Identify and copy every line in the items below that contains the string "find". Matching is case-sensitive.

* Start Input material *

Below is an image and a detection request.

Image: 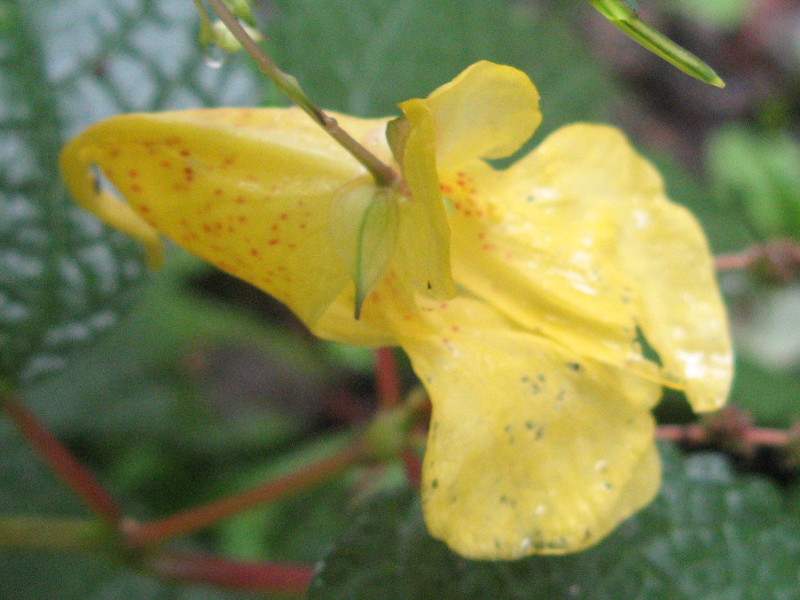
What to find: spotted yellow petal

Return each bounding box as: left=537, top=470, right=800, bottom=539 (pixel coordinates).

* End Input material *
* Start Input material *

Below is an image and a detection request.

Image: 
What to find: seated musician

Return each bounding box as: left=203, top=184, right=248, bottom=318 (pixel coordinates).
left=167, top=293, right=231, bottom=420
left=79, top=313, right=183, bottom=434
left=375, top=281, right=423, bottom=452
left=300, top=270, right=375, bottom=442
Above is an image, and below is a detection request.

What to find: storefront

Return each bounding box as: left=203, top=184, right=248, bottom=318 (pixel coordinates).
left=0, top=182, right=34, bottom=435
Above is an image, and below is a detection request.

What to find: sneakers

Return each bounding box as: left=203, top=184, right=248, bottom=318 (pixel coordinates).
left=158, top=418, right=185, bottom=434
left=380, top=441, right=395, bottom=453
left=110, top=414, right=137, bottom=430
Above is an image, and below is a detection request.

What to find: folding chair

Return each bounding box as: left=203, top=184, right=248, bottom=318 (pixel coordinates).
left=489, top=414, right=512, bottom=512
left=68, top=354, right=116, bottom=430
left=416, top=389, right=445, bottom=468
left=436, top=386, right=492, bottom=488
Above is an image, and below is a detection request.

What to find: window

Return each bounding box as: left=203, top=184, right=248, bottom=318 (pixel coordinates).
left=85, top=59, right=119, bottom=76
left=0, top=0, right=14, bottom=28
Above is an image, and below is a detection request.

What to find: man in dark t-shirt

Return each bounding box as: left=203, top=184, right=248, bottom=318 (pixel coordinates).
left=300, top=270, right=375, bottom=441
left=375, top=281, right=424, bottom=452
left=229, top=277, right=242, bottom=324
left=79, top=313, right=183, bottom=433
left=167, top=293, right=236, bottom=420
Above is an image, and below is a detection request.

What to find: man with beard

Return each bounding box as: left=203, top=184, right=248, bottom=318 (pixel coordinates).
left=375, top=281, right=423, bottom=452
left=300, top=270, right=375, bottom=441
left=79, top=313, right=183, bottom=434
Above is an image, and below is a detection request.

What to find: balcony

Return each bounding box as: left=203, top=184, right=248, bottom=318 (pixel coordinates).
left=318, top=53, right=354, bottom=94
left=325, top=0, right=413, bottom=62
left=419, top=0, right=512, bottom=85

* End Input material *
* Start Input material *

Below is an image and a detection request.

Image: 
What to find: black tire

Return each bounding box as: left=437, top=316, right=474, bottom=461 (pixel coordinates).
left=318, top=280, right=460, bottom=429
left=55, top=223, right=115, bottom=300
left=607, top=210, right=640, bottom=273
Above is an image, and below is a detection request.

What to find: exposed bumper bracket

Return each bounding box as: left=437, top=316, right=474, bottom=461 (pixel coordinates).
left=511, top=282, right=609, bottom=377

* End Input material *

• [Finished answer]
What to find: spotted yellow petal
What to find: seated musician
What to find: storefront
What to find: sneakers
What to find: folding chair
What to find: window
What to find: man in dark t-shirt
What to find: man with beard
What to find: balcony
What to find: black tire
What to find: exposed bumper bracket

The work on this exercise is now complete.